### TASK OBJECTIVE:
What lines of the listing below contain the word "Query"? Copy each of them out.

### PROVIDED INFORMATION:
....
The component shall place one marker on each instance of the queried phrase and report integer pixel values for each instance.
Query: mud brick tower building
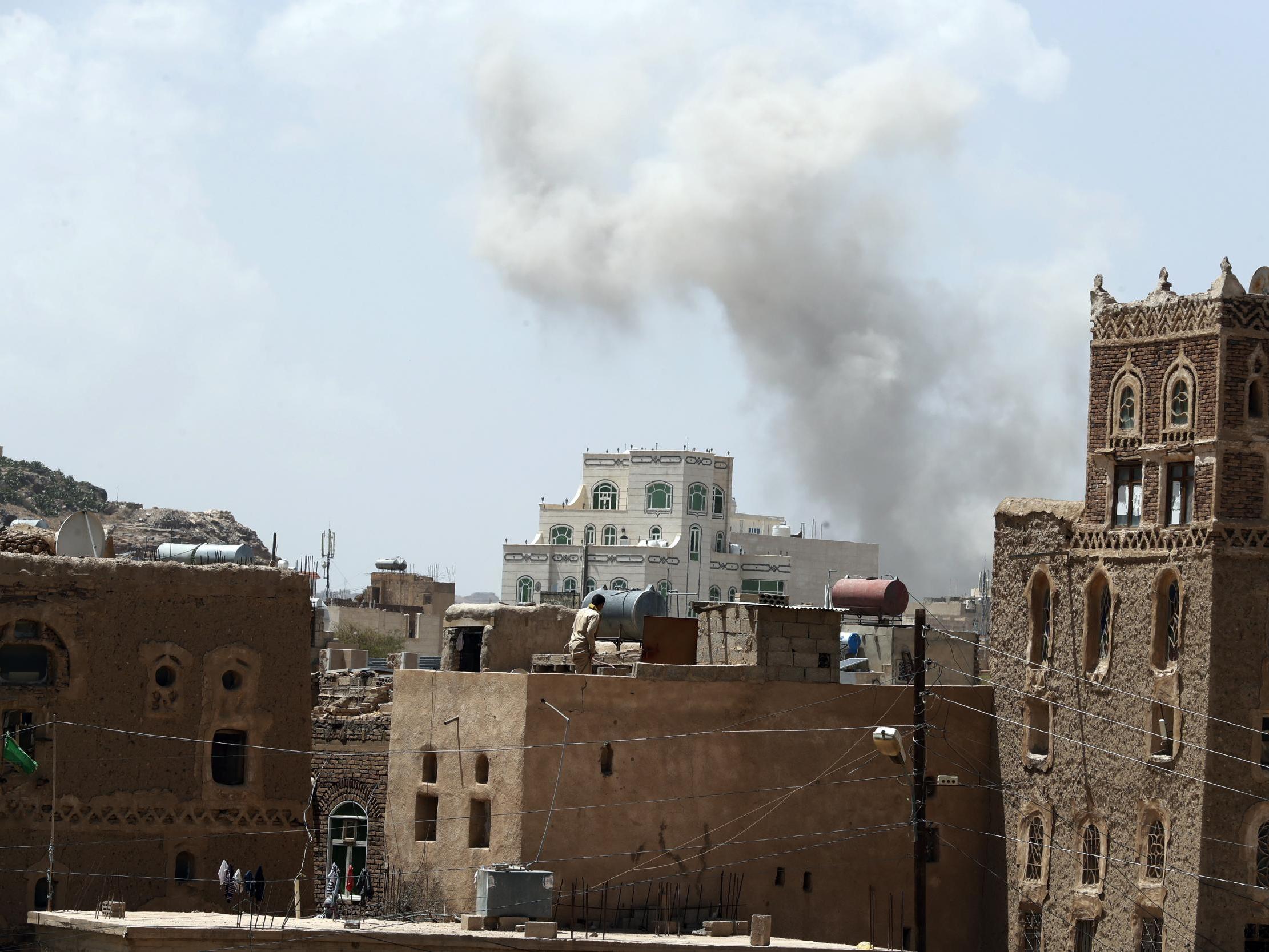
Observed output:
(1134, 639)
....
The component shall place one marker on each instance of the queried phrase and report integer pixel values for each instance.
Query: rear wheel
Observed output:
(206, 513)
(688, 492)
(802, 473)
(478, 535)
....
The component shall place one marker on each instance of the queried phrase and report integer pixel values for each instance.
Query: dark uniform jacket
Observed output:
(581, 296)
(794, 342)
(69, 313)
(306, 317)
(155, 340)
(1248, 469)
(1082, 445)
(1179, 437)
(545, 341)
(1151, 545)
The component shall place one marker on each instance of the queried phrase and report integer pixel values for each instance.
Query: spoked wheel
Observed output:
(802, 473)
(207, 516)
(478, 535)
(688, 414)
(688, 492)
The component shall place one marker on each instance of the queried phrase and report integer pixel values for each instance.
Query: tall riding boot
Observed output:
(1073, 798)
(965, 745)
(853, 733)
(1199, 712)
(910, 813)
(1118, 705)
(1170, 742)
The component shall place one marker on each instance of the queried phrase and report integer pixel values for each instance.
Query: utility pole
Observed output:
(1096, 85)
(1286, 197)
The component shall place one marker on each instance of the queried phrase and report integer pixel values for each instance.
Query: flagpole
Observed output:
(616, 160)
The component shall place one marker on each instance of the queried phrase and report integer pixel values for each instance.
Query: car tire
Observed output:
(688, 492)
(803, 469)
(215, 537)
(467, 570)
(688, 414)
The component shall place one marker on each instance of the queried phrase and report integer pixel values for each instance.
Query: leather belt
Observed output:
....
### TASK OUTPUT:
Query: mud brick tower building
Query: rear wheel
Query: dark uniform jacket
Query: spoked wheel
Query: tall riding boot
Query: utility pole
Query: flagpole
Query: car tire
Query: leather belt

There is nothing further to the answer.